TASK DETAILS. Using the entries below, return word for word the lines from the one containing "Indicate the french" up to and including the last.

Part of a data file
☆ ☆ ☆ ☆ ☆ ☆ ☆
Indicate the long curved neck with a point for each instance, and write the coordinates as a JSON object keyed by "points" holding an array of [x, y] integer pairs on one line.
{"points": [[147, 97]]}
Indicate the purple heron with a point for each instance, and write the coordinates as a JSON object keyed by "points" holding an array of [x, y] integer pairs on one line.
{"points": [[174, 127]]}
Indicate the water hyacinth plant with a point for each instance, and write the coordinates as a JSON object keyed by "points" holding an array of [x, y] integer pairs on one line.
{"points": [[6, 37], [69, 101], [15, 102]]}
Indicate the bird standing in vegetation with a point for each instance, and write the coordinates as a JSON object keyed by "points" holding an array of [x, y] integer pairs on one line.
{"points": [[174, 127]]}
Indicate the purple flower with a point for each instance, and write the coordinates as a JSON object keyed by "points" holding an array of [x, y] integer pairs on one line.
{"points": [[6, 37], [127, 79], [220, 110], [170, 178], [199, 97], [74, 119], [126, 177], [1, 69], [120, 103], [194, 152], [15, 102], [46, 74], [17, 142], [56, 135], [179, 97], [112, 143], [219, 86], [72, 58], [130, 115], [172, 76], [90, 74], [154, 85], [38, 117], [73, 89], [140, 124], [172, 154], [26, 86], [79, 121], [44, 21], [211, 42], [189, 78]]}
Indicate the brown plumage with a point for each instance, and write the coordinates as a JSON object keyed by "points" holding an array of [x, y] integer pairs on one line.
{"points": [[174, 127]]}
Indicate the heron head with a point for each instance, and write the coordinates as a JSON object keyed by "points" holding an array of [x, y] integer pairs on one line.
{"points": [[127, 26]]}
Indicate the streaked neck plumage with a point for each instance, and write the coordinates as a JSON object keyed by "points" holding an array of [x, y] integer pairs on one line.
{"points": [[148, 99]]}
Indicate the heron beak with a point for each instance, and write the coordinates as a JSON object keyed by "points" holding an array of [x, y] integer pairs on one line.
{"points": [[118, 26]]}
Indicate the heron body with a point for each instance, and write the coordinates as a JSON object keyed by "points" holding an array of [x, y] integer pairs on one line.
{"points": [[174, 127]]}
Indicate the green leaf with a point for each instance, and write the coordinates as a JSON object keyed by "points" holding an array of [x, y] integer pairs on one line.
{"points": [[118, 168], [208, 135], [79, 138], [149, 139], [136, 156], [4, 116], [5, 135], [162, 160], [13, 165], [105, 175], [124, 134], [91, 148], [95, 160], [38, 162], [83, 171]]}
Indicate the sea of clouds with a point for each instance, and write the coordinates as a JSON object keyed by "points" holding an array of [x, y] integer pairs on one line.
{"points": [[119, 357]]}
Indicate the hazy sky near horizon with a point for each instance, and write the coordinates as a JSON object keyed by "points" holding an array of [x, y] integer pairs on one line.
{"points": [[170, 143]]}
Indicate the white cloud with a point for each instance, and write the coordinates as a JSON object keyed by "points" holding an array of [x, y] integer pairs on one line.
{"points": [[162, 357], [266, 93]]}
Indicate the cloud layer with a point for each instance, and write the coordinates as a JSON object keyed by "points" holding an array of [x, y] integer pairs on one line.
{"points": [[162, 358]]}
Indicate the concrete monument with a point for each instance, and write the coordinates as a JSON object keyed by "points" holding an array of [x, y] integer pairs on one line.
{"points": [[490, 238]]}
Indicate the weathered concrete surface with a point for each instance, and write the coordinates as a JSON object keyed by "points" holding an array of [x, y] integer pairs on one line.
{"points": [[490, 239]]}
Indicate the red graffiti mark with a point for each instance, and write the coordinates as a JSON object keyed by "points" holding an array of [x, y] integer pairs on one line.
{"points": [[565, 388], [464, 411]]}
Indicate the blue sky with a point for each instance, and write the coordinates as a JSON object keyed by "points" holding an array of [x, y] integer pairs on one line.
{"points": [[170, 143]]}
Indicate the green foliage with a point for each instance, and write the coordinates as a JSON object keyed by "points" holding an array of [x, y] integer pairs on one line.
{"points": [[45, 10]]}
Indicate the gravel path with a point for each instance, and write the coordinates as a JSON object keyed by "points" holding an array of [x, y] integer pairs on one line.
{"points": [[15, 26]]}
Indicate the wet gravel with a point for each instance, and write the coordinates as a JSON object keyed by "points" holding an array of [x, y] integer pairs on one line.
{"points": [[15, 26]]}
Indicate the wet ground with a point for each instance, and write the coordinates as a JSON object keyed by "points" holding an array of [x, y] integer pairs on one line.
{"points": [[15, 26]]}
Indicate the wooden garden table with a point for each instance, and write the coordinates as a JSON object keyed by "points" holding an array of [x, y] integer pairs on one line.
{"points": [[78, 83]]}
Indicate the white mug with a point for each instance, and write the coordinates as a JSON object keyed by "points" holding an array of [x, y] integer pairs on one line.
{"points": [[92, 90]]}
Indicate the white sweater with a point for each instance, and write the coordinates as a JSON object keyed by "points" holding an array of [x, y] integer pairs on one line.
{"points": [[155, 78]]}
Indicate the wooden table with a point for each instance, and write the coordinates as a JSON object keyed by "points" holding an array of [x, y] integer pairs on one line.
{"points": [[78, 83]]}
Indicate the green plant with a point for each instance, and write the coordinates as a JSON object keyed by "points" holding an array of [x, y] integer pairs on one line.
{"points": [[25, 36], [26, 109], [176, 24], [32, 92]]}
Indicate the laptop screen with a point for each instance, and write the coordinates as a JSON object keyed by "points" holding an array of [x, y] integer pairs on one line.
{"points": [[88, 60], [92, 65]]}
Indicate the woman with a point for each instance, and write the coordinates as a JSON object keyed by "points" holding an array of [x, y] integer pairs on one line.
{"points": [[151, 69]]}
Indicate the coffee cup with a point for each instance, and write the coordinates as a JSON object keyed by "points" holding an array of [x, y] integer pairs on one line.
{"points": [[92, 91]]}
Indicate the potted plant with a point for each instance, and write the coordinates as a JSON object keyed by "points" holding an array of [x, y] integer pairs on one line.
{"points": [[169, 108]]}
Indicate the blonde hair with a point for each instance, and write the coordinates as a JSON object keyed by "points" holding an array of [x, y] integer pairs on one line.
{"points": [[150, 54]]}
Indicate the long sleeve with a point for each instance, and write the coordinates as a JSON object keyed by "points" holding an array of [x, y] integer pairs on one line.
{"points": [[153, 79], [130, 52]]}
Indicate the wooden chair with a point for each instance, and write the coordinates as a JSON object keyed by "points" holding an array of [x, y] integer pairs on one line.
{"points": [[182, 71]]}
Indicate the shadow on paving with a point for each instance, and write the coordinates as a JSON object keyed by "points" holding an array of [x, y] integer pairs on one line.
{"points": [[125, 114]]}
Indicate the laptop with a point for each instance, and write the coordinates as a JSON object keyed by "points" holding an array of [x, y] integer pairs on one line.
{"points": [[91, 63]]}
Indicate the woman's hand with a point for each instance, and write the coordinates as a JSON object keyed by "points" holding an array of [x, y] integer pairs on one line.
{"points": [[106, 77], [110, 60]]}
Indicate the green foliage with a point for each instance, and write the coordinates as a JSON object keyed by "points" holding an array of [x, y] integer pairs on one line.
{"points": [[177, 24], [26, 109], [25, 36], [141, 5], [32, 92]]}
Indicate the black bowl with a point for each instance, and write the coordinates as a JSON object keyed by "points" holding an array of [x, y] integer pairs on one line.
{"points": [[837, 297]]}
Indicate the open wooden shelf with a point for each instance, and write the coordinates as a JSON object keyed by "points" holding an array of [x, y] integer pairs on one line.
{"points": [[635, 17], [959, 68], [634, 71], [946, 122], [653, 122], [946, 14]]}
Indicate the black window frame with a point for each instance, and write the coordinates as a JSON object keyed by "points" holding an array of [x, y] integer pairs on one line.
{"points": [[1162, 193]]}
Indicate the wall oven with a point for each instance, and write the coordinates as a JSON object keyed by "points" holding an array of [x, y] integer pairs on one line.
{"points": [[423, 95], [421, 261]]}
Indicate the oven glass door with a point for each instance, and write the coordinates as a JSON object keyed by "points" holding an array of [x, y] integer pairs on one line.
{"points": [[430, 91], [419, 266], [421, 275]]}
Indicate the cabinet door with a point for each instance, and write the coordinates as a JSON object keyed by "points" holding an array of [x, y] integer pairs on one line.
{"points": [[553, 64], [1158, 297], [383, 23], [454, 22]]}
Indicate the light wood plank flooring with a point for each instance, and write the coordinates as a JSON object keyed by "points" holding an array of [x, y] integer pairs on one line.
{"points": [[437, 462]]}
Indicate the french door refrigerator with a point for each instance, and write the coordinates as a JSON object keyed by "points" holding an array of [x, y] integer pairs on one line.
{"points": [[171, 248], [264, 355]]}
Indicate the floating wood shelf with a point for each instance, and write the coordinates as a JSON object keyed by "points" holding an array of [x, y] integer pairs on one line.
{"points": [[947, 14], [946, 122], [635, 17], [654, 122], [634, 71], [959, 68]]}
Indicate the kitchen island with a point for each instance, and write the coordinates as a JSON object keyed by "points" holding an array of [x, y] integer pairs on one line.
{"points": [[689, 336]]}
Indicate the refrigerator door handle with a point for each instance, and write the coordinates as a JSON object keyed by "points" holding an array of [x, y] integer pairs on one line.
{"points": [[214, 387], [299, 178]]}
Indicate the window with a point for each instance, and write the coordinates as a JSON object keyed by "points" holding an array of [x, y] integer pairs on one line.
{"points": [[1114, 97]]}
☆ ☆ ☆ ☆ ☆ ☆ ☆
RESULT OF THIS TASK.
Indicate the french door refrigerator with a point for each instance, and write the coordinates as a JSON object keyed by "points" holding an array of [x, y] integer pairs on one line.
{"points": [[171, 248], [264, 355]]}
Indicate the floating wood shelf with a point for each instance, and write the coordinates as a JSON object keyed by "points" holding an array of [x, y] integer pairs on one line.
{"points": [[947, 14], [946, 122], [635, 17], [654, 122], [634, 71], [959, 68]]}
Indicate the kitchen island with a point for each instance, and write the coordinates as a JSON object keyed by "points" holding an array of [x, y] integer pairs on one line.
{"points": [[689, 336]]}
Indicate the refrigerator door handle with a point for each instance, and write the coordinates as a JSON object keyed by "points" holding an array of [x, y] integer pairs on one line.
{"points": [[214, 387], [299, 178]]}
Indicate the window with a point for each instance, and write the coordinates as a JSON object keyed by "points" holding an array of [x, y] integer pairs on one line.
{"points": [[1114, 97]]}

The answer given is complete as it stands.